(Image region labeling entries)
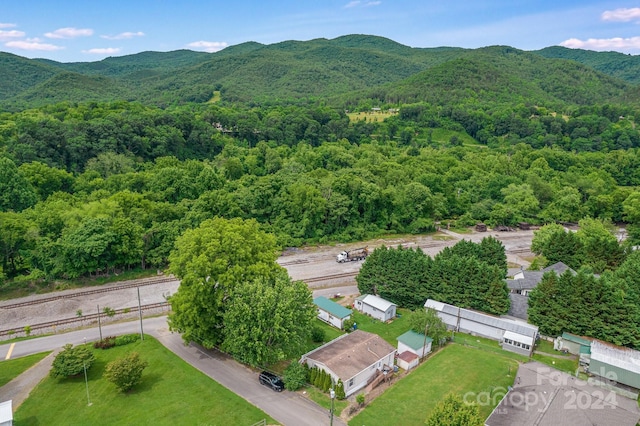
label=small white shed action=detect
[397,351,420,371]
[0,400,13,426]
[354,294,397,321]
[398,330,433,358]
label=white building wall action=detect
[318,309,344,329]
[398,342,412,356]
[362,303,385,321]
[343,351,395,396]
[460,318,504,340]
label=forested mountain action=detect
[535,46,640,85]
[0,35,638,110]
[0,35,640,292]
[356,46,638,105]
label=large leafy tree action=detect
[576,218,624,273]
[356,246,432,309]
[409,308,447,345]
[222,270,317,366]
[0,157,38,212]
[169,218,282,347]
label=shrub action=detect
[342,318,356,333]
[282,361,309,391]
[115,334,140,346]
[336,379,347,399]
[311,326,325,343]
[104,352,148,392]
[93,336,116,349]
[49,343,96,377]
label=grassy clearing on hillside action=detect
[347,111,397,123]
[0,351,51,388]
[14,336,275,426]
[425,127,482,146]
[349,343,518,426]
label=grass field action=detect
[347,111,397,123]
[14,336,276,426]
[0,352,51,388]
[349,343,518,426]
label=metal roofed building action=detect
[506,262,576,320]
[424,299,538,356]
[300,330,396,396]
[589,339,640,389]
[313,296,353,329]
[354,294,397,321]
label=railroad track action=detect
[0,302,170,336]
[279,259,309,266]
[0,277,176,309]
[301,271,359,284]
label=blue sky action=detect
[0,0,640,62]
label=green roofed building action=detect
[398,330,433,370]
[313,296,353,329]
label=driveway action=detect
[0,316,345,426]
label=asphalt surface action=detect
[0,308,346,426]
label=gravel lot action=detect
[0,230,533,339]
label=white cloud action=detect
[4,40,64,52]
[344,0,382,9]
[602,7,640,22]
[0,30,25,41]
[100,31,145,40]
[82,47,120,55]
[45,27,93,38]
[560,37,640,51]
[187,40,228,53]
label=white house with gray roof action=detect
[424,299,538,356]
[353,294,397,322]
[300,330,396,396]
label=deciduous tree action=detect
[169,218,282,348]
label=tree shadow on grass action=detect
[126,373,162,395]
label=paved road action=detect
[0,302,345,426]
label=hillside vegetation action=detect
[0,35,640,287]
[0,35,638,110]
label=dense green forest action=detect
[0,35,640,296]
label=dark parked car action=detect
[259,371,284,392]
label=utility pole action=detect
[82,361,91,406]
[136,287,144,341]
[98,305,102,342]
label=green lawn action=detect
[14,336,276,426]
[349,343,518,426]
[0,352,51,386]
[352,309,411,346]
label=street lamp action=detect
[329,389,336,426]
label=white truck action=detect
[336,247,369,263]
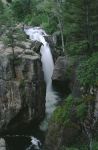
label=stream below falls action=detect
[0,27,60,150]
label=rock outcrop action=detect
[52,56,70,93]
[0,39,45,132]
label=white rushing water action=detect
[24,27,58,130]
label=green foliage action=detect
[77,102,87,121]
[53,96,73,124]
[11,0,32,21]
[77,52,98,87]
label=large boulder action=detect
[0,42,45,132]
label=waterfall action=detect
[24,27,58,130]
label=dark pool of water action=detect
[2,128,45,150]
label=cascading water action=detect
[24,27,58,130]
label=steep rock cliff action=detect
[0,39,45,131]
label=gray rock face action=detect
[52,56,68,81]
[0,40,45,131]
[52,56,70,93]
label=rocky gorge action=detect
[0,29,45,132]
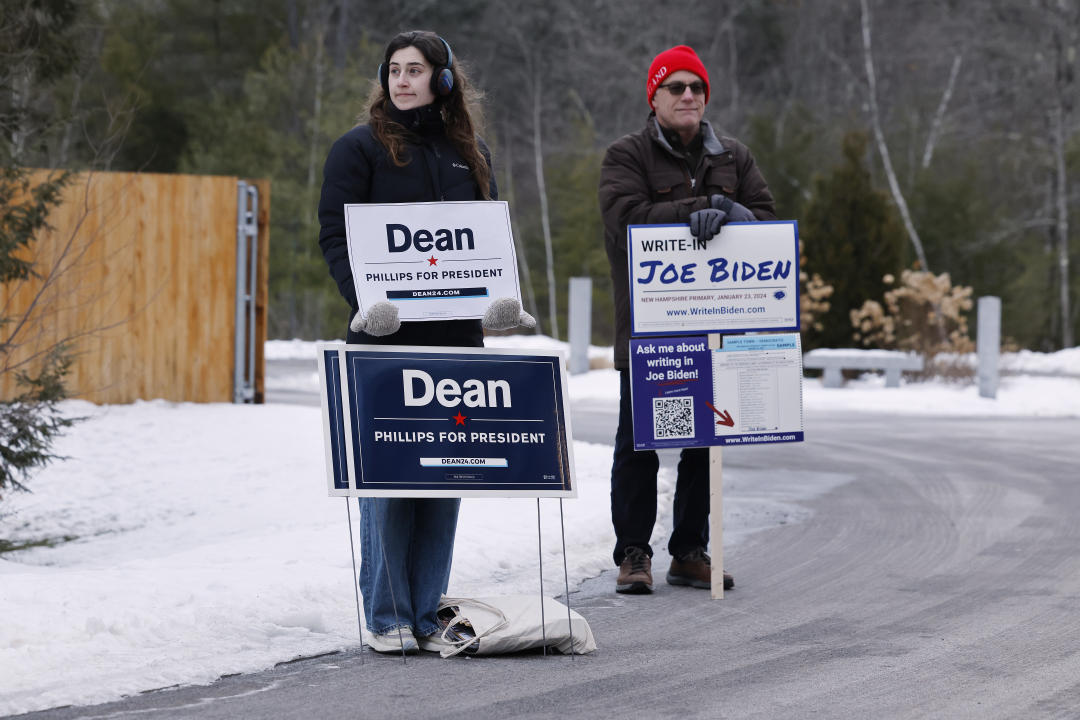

● Task requirements:
Please scale the stretch from the start of the lines through the line containing "[460,318,504,340]", multiplying every coordinate in the answers by 2.05 and rounding to whole numbers with halves going up. Write out each line of that stretch again in full, and leave the pictures out.

● Finished answer:
label=small white shed action=detect
[814,720,861,761]
[0,820,27,873]
[726,603,814,658]
[816,677,888,734]
label=white building wall action=detect
[652,633,705,674]
[816,701,845,730]
[742,621,789,658]
[703,720,810,812]
[943,652,1033,697]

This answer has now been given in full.